Lesetext →
Dann, nach ca. 1 Woche, kommt der große Moment: jetzt wird ohne Leine geübt. Zunächst wieder nur, wenn keine große Ablenkung in der Nähe ist. Ruf Jasper auf dem Spaziergang öfter zu Dir und lobe ihn jedesmal. Wenn er sehr verfressen ist, mit Leckerli, wenn er sehr verspielt ist, mit einem kurzen Spiel. Dabei solltest Du sog. führernahe Spiele grundsätzlich bevorzugen, also z.B. Zerren an einem Tau oder Kong. Denn Jasper soll lernen, dass es in Deiner Nähe toll ist, dass DU interessant bist. Versteck Dich mal hinter einem Baum, und wenn Jasper Dich sucht und gefunden hat, sagst Du genau in dem Moment, wo er sowieso auf Dich zuläuft, deutlich "Hier".
Auf diese Art und Weise lernt er das Kommando - vor allem aber lernt er, dass es schön ist, zu Dir zu kommen. Denn er weiß, dass er 1. gelobt wird und 2. danach auf Deine Erlaubnis hin (!) auch wieder spielen bzw. frei laufen darf. Damit hat er keinen Grund mehr, das Kommando zu ignorieren.
Über eines aber solltest Du Dir klar sein: Jasper ist mit 8 Monaten voll in der Pubertät. D.h. er beginnt sich "abzunabeln" - und das ist bei Hunden wie bei Menschen eine Zeit, in welcher der "Chef" auf seine Führungsqualitäten getestet wird. Auch Hunde, die zuvor schon super gehorcht haben, proben in der Zeit schon mal den Aufstand und haben die Ohren auf Durchzug gestellt. Du hast Dir durch Deine Unsicherheit aber bisher die Chance genommen, schon einen einigermaßen guten Gehorsam bei Jasper zu erreichen. Es wird daher mit Sicherheit ein etwas mühevollerer Weg für Euch beide sein - wappne Dich also mit Geduld.

Aufgabe →
Welche Art von Spielen soll man laut dem Lesetext grundsätzlich bevorzugen? Die anschließenden Zeilen werden nicht benötigt.

Vorgegebene Daten →
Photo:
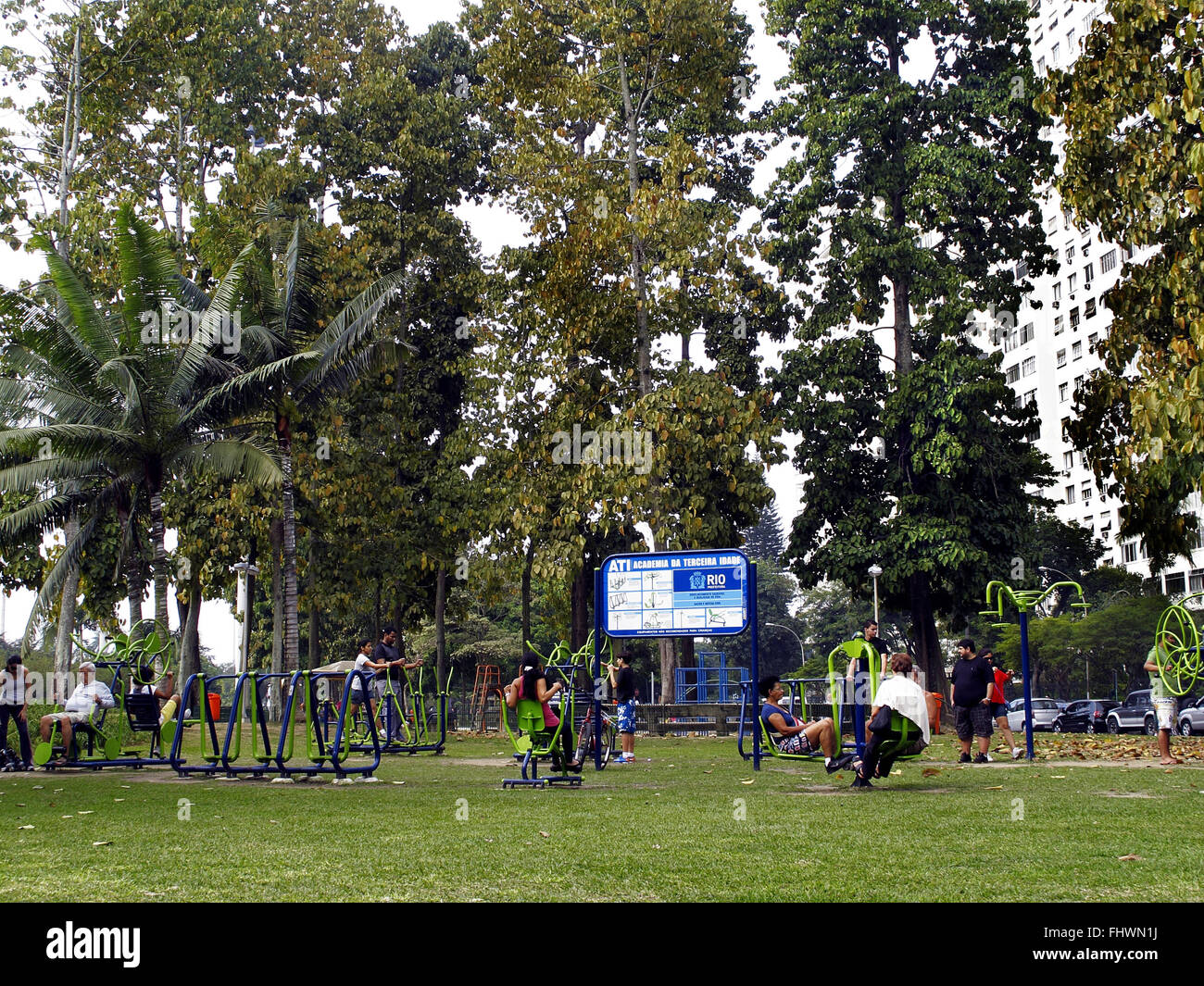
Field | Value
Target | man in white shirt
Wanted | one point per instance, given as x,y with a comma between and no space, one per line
* * *
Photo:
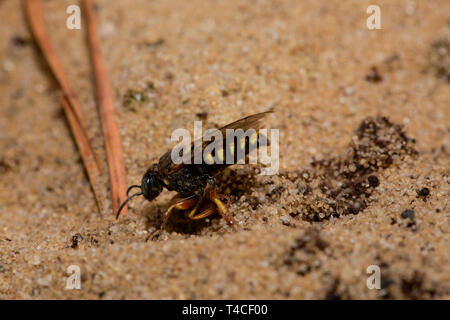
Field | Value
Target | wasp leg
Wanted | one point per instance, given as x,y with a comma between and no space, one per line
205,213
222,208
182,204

Lösung →
Führernahe Spiele, also z. B. Zerren an einem Tau oder Kong.